My dad is a big electronic music fan - he’d play M83 and CHVRCHES in the car on the way to school. That synth-pop influence has stayed with me into my twenties. People say my music has a nostalgic 2010s feel, which I think is cool.
How has your queer community shaped your work and life?
Growing up at an all-girls Catholic school, queerness wasn’t even in my vocabulary. My first real sense of queer community came at 18, outside Yah Yah’s. It was a revelation to see people express themselves so freely. Now, when I write about queerness, it can be playful, flirty, mischievous - and sometimes still messy. Representation gave me permission to be myself.
What helps you slow down when you’re not making music?
My biggest comfort is my chihuahua, Billie. She’s my little rock, always curled up in the sun or at the end of my bed. My daily ritual? An iced soy latte, one sugar — even in the middle of winter.
There’s something steady and raw in the way Chloe tells stories. Songs like SPILL and Smoker’s Deck feel less like performance and more like pages of a journal gently held open.
SPILL began as a therapy metaphor. How did that become a song?
My therapist used to talk about cups in our brains, each representing a different need. Some people fill our cups, others pour them out. That metaphor stuck with me. When a relationship I was in began to deteriorate, I wondered if I was pouring them out - or if they’d run dry filling me up. That’s how SPILL was born.
Smoker’s Deck reflects repeating patterns and trying to belong. What was that process like?
I hated the taste of cigarettes but smoked anyway because I had a crush. That relationship (we never actually dated) became about constant self-sacrifice — giving up what I needed, only to find myself back on the smoker’s deck. They were the cigarette I couldn’t quit. It took a year to get the production right, but the chorus drums nailed it — cathartic and true to the feeling.
Artists like Phoebe Bridgers, Taylor Swift, and Mallrat are often named alongside you. How do they influence your writing?
They’ve immortalised diary-style songwriting. They give me permission to be specific - hyperspecific, but still universal. That mix is magic.
Is there a lyric of your own that feels close to you right now?
“I’m drinking absinthe just to feel it burn, we’re playing cards outside but it’s never my turn.” From Nosedive. To me, it captures the Melbourne winter experience - huddled in a share house backyard, drinking for the warmth.

* [THE DATA]
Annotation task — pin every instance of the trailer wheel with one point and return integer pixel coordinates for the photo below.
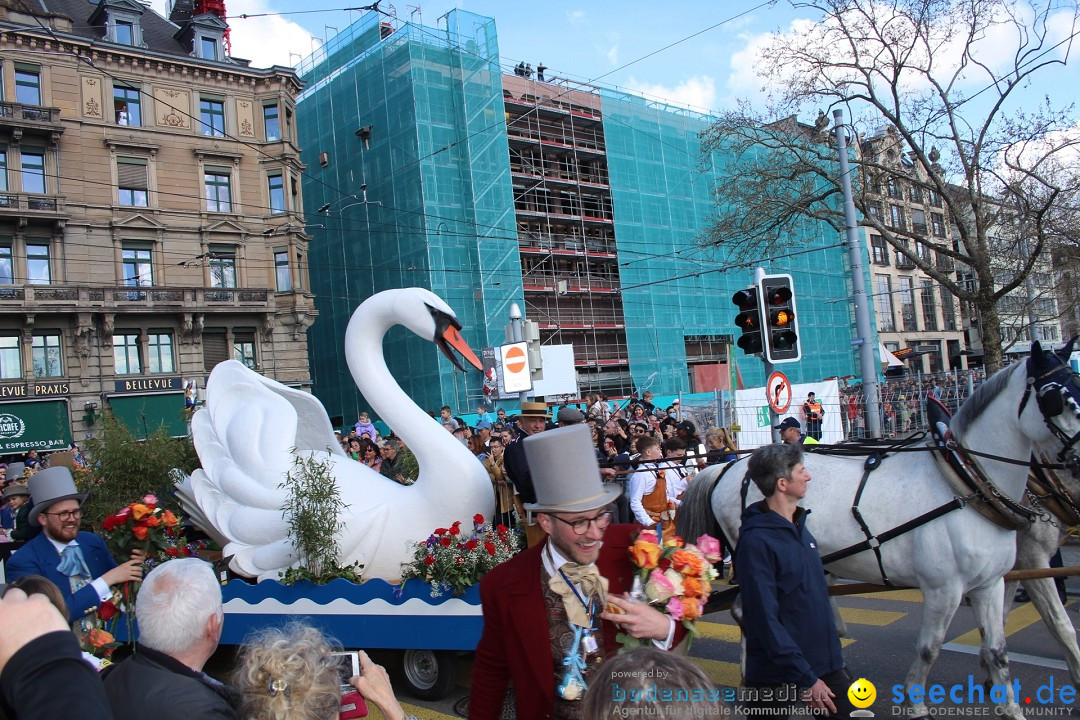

* [ASSIGNED TASK 1]
In the interview with Chloe, what is her daily drink ritual?
* [ASSIGNED TASK 2]
Name every song of Chloe's own that the interview with Chloe mentions by title.
* [ASSIGNED TASK 3]
Please carry on the interview with Chloe from where it stops.

* [EXPECTED OUTPUT 1]
An iced soy latte with one sugar, even in the middle of winter.

* [EXPECTED OUTPUT 2]
SPILL, Smoker's Deck, Nosedive

* [EXPECTED OUTPUT 3]
What did it feel like hearing your music on Triple J for the first time?
Insane. I was 16, sitting in the car with Mum outside the chemist, hearing THINKING play. Surreal. It cemented my love not just for writing, but for sharing music.
What was it like supporting Mia Wray and Telenova?
Opening for Mia Wray was a dream. Her fans were so attentive — I felt like I had them in the palm of my hand. That night, Smoker’s Deck got its first Triple J play. Pure magic.
Opening for Telenova was hectic — my first regional gig, my birthday, and someone sideswiped my car so badly a wheel came off. Wild night, unforgettable.
Any moments in the studio that surprised you?
SPILL started as a depressing ballad. Gab (Japanese Wallpaper) added a pulsing kick drum that gave it life, made it explode. Then Hamish (Hamish Patrick) pulled back the production during a verse about a panic attack in a concert line - it felt like your heart was in your throat. That’s now one of my favourite parts of the song.
Is there a sound or project living in your head right now?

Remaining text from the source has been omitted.